§ **Assignment**:
Counting only lines that contain "target", how many are there in the records below? Give the figure alone.

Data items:
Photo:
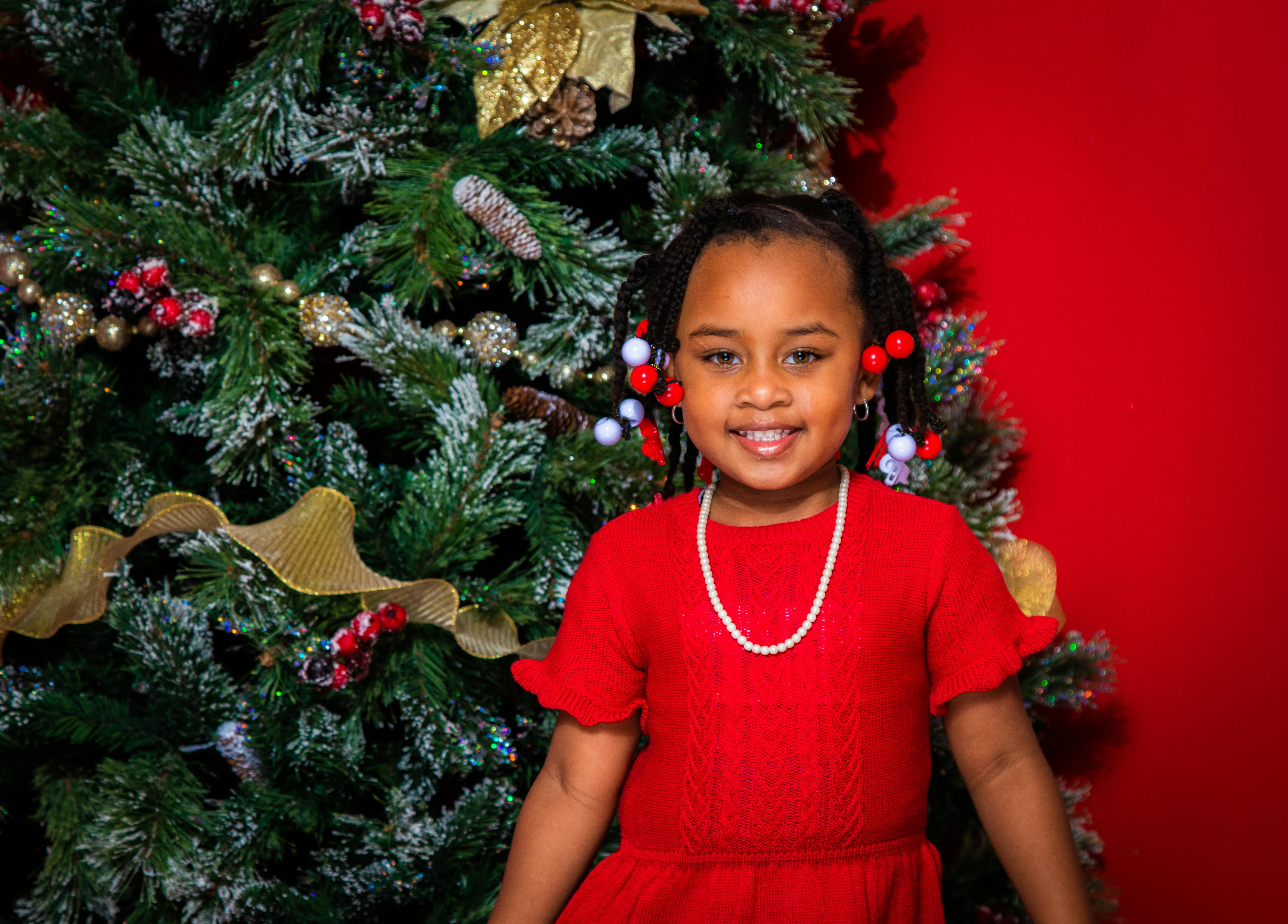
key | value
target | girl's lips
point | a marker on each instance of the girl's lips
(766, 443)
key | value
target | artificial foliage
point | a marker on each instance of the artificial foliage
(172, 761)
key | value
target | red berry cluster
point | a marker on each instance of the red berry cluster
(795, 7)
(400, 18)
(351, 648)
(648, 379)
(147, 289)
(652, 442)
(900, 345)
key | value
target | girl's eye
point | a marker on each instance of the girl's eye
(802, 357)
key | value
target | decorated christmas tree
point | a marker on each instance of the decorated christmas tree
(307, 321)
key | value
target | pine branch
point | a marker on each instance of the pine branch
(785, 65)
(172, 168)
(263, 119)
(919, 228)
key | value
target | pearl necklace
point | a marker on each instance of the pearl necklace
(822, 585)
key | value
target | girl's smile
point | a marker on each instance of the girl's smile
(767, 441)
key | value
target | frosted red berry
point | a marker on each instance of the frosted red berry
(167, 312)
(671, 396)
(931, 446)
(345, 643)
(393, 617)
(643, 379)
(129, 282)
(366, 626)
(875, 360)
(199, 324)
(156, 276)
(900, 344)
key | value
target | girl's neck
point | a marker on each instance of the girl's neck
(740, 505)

§ **Answer box**:
10